*Written task 1*.
Please list everyone the stock option review passage says the Audit Committee recommended the Company obtain reimbursement from.
*Written task 2*.
Continue the stock option review passage after its final sentence, in the same voice.

*Passage provided*.
While the review resulted in a conclusion that until 2002, and in some cases after, we incorrectly followed date selection methodologies that were generally limited to 30-day time windows, the Audit Committee found no evidence that any person acted with an intent to deceive or mislead, and did not recommend termination of any current Company management or the resignation of any member of our Board of Directors.  However, the Audit Committee did recommend, among other matters, that we obtain reimbursement from the Company’s Chief Executive Officer and former Chief Financial Officer, who had oversight responsibility for the stock option granting process, as well as from those members of the Compensation Committee of our Board of Directors who received misdated options, in an amount equal to the difference between the stock option proceeds received and the proceeds that would have been received had the proper measurement dates been used, and that any unexercised stock option grants be treated in the same manner.  We will seek reimbursement totaling approximately $1 million from these individuals. All of the affected individuals have indicated that they intend to comply with the Audit Committee’s recommendation.

*Material provided*.
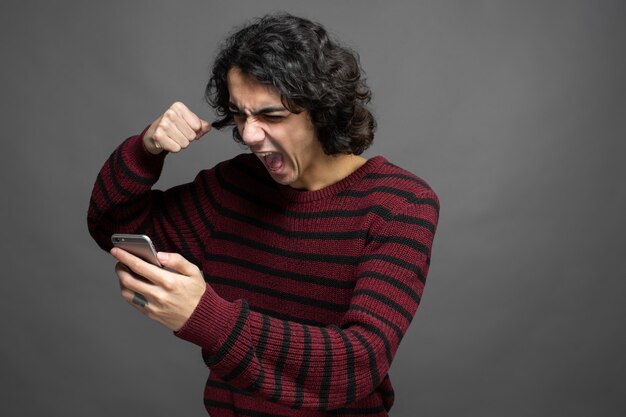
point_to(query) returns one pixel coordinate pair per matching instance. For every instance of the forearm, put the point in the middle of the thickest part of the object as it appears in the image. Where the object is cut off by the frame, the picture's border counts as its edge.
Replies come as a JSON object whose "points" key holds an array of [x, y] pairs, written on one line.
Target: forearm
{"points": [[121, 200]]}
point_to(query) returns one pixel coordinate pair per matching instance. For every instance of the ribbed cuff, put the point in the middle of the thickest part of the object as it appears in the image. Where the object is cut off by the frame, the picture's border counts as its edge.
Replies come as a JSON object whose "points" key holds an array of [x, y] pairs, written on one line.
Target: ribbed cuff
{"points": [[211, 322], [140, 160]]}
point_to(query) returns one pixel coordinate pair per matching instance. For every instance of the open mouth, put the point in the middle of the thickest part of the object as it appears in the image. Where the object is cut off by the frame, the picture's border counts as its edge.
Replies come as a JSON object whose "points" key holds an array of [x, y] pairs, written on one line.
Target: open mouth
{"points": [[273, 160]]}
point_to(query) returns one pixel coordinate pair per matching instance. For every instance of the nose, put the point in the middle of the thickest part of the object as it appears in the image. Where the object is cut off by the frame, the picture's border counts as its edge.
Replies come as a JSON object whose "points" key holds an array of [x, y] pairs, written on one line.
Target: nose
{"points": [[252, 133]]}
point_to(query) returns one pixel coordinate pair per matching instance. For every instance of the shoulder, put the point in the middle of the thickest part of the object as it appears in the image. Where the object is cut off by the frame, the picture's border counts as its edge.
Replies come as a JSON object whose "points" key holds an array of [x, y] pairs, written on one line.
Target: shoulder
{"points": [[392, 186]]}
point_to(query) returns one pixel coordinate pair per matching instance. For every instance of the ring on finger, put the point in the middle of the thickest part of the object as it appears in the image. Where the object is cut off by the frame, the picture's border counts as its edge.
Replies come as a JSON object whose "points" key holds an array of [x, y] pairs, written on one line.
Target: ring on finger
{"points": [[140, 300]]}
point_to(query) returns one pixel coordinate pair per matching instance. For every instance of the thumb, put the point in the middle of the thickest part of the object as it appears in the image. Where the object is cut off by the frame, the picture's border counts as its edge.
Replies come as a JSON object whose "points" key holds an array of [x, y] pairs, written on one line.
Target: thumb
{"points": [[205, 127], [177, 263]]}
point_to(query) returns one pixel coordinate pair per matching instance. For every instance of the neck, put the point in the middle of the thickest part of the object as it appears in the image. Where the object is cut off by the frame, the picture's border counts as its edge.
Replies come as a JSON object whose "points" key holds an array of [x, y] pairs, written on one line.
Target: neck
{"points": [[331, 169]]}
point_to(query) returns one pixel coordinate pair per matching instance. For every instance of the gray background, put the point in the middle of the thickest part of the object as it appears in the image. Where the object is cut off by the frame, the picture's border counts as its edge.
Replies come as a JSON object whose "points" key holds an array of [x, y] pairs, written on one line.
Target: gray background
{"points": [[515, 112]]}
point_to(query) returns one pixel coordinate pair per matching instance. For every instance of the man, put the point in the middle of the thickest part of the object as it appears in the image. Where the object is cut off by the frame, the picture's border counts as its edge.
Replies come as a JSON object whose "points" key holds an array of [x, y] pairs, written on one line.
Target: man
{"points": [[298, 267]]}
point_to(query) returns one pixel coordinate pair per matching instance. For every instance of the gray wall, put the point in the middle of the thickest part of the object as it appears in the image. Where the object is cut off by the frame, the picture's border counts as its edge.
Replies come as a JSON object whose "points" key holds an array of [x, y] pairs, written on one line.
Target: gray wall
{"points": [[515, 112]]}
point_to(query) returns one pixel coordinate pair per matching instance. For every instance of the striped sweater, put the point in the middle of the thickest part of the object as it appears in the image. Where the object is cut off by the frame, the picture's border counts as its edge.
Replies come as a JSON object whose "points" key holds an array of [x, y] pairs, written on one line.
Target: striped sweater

*Exercise answer 1*.
- The Company's Chief Executive Officer
- The former Chief Financial Officer
- Those members of the Compensation Committee of the Board of Directors who received misdated options

*Exercise answer 2*.
27




In addition, the Audit Committee recommended that we implement the following Corporate Governance enhancements, all of which we are adopting:

·                  Increase the size of the Board of Directors by at least one additional member (preferably two additional members);

·                  Create a position of Chief Compliance Officer;

·                  Implement more robust stock option granting practices, including approval of all equity-related compensation by the Compensation Committee of the Board of Directors only on regularly scheduled review dates;

·                  Implement tighter controls over the use of unanimous written consents;

·                  Revise the Board of Directors’ compensation arrangements to provide competitive compensation with less emphasis on equity compensation and an automatic mechanism for stock option grants; and

·                  Evaluate the legal department’s resources.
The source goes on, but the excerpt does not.